=== Section Start ===
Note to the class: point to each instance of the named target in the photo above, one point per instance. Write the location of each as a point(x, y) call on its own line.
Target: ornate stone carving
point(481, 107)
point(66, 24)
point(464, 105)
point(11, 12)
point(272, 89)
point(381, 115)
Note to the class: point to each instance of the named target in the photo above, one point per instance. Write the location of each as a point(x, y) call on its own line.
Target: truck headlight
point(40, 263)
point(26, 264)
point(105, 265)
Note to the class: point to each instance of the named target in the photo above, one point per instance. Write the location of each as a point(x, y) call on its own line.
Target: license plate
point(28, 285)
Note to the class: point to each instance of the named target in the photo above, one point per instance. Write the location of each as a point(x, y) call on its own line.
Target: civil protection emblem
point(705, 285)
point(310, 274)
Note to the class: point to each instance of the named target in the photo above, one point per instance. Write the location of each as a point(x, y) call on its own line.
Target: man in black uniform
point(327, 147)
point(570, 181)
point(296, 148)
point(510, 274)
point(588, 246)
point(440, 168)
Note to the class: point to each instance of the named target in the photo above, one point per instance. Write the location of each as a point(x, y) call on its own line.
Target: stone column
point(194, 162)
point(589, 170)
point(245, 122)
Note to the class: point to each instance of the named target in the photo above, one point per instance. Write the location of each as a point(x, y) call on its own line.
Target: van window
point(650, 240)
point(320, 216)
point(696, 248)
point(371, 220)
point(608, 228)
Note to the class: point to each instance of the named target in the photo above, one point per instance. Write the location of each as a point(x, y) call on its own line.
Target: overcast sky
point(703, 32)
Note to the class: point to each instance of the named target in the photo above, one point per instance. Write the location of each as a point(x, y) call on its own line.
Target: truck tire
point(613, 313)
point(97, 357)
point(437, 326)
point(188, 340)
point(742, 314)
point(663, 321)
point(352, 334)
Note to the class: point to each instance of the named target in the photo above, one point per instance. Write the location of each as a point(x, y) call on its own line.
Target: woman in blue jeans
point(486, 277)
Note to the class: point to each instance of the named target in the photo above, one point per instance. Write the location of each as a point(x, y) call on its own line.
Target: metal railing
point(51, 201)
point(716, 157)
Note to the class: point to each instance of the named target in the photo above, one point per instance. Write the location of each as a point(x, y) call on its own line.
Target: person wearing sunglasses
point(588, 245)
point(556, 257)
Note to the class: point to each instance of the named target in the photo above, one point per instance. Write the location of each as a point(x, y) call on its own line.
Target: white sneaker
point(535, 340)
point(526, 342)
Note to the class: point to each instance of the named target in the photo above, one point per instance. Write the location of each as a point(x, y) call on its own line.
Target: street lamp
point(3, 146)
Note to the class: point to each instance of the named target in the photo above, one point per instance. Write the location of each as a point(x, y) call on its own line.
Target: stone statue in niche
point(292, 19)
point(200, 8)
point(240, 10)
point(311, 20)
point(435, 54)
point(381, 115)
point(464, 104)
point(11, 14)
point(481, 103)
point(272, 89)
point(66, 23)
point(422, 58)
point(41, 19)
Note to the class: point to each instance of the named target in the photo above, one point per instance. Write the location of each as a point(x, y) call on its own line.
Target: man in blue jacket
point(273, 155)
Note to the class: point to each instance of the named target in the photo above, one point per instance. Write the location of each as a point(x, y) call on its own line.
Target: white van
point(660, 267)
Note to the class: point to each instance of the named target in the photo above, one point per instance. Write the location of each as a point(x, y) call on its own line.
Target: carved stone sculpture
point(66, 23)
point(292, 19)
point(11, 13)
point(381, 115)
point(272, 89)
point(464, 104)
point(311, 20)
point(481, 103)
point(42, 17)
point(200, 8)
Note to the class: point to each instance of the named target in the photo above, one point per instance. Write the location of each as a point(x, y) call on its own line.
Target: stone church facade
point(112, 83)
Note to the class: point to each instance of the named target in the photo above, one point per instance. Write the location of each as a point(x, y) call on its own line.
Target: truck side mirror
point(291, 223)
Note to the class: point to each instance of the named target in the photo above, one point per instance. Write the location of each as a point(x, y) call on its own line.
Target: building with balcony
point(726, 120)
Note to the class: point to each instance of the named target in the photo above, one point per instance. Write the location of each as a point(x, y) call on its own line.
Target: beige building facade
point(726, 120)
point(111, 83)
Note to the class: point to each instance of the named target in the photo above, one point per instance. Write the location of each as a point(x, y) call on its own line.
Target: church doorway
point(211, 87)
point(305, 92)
=== Section End ===
** AIM OF THE EXERCISE **
Every line of the listing must be written out again exactly.

** PROBLEM SOLUTION **
Note to the class: point to each instance of the named target in the photo above, one point per instance. Write the location of each as a point(x, y) call on its own line.
Target: ornate stone carving
point(481, 107)
point(66, 24)
point(464, 105)
point(11, 12)
point(272, 89)
point(381, 115)
Note to the class: point to each instance of the named target in the photo above, one point per instance. Write the location of each as a point(x, y) call on its own line.
Target: truck headlight
point(40, 263)
point(26, 264)
point(105, 265)
Note to the class: point to each instance of the named target in the photo above, one point per instance. Write the location of each as a point(x, y) call on its own line.
Target: license plate
point(28, 285)
Note to the class: point to each instance of the named target in the photo above, one point per instance. Write the location of each as a point(x, y) call on its own line.
Target: civil protection emblem
point(705, 285)
point(310, 274)
Note to the class: point to each instance of the named target in the photo above, one point per instance. Write the location of each as a point(x, y) call on its own line.
Target: man in black uniform
point(327, 147)
point(570, 181)
point(296, 148)
point(510, 274)
point(588, 246)
point(440, 168)
Note to the class: point to each instance of the named target in the photo above, one point per instance. Write the location of each as a point(x, y) call on its own line.
Target: stone column
point(194, 162)
point(589, 170)
point(245, 122)
Note to the class: point to each instance of the named target in the photo above, one point per instance. Write the location of each as a point(x, y) call on its own line.
Target: van window
point(650, 240)
point(320, 216)
point(696, 248)
point(371, 220)
point(608, 228)
Note to the class: point to each instance of the named target in the photo above, one point per instance. Write the location of each as a point(x, y) call on its own line.
Target: overcast sky
point(703, 32)
Note to the class: point to each instance of the named target in the photo above, one point per instance. Write the location of each as a point(x, y) call on its own line.
Target: truck tire
point(613, 313)
point(97, 357)
point(437, 326)
point(188, 340)
point(742, 314)
point(663, 321)
point(352, 334)
Note to the class: point to each instance of the named target in the photo above, one point per instance. Write the location of each as a point(x, y) call on its own line.
Target: woman in blue jeans
point(486, 277)
Note to the class: point to each instance of the named target in the photo above, one point per instance. Write the location of each as a point(x, y) call on its own line.
Target: metal railing
point(51, 201)
point(716, 157)
Note to the class: point to each instance of the named target in the photo above, one point per instance. Write the location of each as a point(x, y) call on its own line.
Target: person wearing sunglasses
point(588, 245)
point(556, 257)
Note to the class: point to each instance of the named target in the photo above, one point per instance. Write the location of each as a point(x, y) call on its own line.
Target: white sneaker
point(535, 340)
point(526, 342)
Note to the class: point to each instance of the named target in the photo above, one point per instance. Write the location of each as a point(x, y) call on its own line.
Target: street lamp
point(3, 146)
Note to the class: point to each instance of the named target in the photo above, one point per instance. Write the location of each as a point(x, y) call on its own line.
Target: stone statue in niche
point(292, 19)
point(200, 8)
point(240, 10)
point(311, 20)
point(435, 54)
point(381, 115)
point(464, 104)
point(11, 14)
point(481, 103)
point(272, 89)
point(66, 23)
point(422, 58)
point(41, 19)
Note to the class: point to each instance of the named target in the photo above, one point per instance. Write the location of each as a point(x, y) call on its own line.
Target: man in blue jacket
point(273, 155)
Note to the class: point to each instance of the named target in the photo above, one point per instance. Write the location of each as a point(x, y) call on its own line.
Target: white van
point(660, 267)
Note to the class: point to each instance of the named target in the photo above, one point per instance. Write the location of each as a point(x, y) call on its own line.
Target: carved stone sculpture
point(66, 23)
point(292, 19)
point(11, 13)
point(381, 115)
point(272, 89)
point(464, 104)
point(311, 20)
point(481, 103)
point(42, 17)
point(200, 8)
Note to the class: point to each instance of the named target in the photo above, one point per instance. Write the location of each as a point(x, y) call on its own line.
Target: stone church facade
point(112, 83)
Note to the class: point to each instance of the named target in the photo above, one point per instance. Write the location of each as a point(x, y) call on its own line.
Target: truck side mirror
point(291, 223)
Note to the class: point to each instance of the named target in the photo above, one point per instance. Write the location of each as a point(x, y) call on its own line.
Target: building with balcony
point(726, 120)
Note to the class: point to each instance of the named target in the photo above, one point per instance. Write the location of each as a point(x, y) call on its own line.
Target: beige building facade
point(726, 120)
point(111, 83)
Note to the class: point to each instance of the named target in the photo above, one point per instance. Write the location of each as a point(x, y) call on its own line.
Target: church doorway
point(211, 87)
point(305, 92)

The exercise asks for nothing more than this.